= EXERCISE 1 =
According to the most recent estimates in the binge drinking passage, how many adults in the United States have alcohol use disorder?
= EXERCISE 2 =
Rewrite the binge drinking passage from "Approximately 88,000 people" down to "forms of cancer.", substituting "liver failure" for "liver cirrhosis".

= GIVEN PASSAGE =
• • • • • • •

Why do some people only have one drink, whereas others find it difficult to stop? A neuroscientific study sheds light.

tequila glassesShare on Pinterest
A new molecular pathway may explain binge drinking behaviors.

According to the most recent estimates, over 15 million adults in the United States — or over 6 percent of the population — have alcohol use disorder.

Approximately 88,000 people die from alcohol-related problems every year, making alcohol the “third leading preventable cause of death” in the United States.

In addition to alcohol dependence, alcohol brings about a number of other disorders, including liver cirrhosis and various forms of cancer.

However, what makes some of us crave alcohol so much, even when it’s bad for us? One answer is dopamine, the so-called sex, drugs, and rock ‘n’ roll neurotransmitter.

Dopamine helps the brain learn new things, but it may also lead us down the path of addiction.

• • • • • • •

= RECORDS SHOWN =
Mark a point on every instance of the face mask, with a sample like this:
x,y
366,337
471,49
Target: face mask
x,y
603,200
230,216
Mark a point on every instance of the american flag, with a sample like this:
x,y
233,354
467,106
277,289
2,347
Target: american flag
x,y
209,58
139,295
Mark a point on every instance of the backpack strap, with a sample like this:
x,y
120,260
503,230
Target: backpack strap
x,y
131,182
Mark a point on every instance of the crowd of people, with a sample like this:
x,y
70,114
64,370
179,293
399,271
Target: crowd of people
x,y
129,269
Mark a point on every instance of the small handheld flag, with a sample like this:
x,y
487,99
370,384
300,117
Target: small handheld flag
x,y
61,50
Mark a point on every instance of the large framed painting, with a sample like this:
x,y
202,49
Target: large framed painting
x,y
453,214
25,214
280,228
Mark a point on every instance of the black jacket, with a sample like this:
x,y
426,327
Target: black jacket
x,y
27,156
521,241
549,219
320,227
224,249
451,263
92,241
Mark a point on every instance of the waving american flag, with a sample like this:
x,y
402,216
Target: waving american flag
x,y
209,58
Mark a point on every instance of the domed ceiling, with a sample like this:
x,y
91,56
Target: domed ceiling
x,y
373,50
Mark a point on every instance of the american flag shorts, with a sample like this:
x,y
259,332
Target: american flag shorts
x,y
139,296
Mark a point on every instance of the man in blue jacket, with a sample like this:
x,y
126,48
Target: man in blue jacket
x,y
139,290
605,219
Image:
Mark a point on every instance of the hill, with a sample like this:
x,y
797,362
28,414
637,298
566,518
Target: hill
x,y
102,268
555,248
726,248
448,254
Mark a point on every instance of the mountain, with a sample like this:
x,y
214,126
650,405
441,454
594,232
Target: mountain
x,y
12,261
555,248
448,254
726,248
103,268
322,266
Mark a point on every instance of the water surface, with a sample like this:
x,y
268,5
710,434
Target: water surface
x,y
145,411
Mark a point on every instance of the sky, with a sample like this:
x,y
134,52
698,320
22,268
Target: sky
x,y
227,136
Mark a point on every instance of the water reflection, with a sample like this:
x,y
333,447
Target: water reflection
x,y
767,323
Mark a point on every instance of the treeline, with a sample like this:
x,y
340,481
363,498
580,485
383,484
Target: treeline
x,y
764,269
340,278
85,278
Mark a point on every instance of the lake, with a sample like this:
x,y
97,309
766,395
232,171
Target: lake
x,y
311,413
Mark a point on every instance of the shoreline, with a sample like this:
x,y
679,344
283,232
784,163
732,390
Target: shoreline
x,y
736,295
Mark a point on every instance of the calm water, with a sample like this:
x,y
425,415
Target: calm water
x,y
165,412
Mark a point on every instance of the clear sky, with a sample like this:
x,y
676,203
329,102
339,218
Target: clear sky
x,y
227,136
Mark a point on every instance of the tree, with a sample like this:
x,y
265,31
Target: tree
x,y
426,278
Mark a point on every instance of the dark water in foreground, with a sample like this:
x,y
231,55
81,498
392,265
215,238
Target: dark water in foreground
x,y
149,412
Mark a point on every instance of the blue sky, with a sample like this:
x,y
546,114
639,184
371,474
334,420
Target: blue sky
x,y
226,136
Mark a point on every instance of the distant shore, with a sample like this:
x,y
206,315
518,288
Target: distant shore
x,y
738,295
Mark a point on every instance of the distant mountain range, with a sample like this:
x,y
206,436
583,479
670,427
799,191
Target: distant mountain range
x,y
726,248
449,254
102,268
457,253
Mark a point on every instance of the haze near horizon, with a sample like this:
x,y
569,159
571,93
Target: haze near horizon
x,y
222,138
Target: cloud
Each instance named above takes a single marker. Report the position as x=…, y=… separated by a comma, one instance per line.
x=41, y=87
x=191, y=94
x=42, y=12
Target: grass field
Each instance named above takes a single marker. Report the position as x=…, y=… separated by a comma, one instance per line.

• • • • • • •

= RESPONSE AREA 1 =
Over 15 million adults, or over 6 percent of the population.

= RESPONSE AREA 2 =
Approximately 88,000 people die from alcohol-related problems every year, making alcohol the “third leading preventable cause of death” in the United States.

In addition to alcohol dependence, alcohol brings about a number of other disorders, including liver failure and various forms of cancer.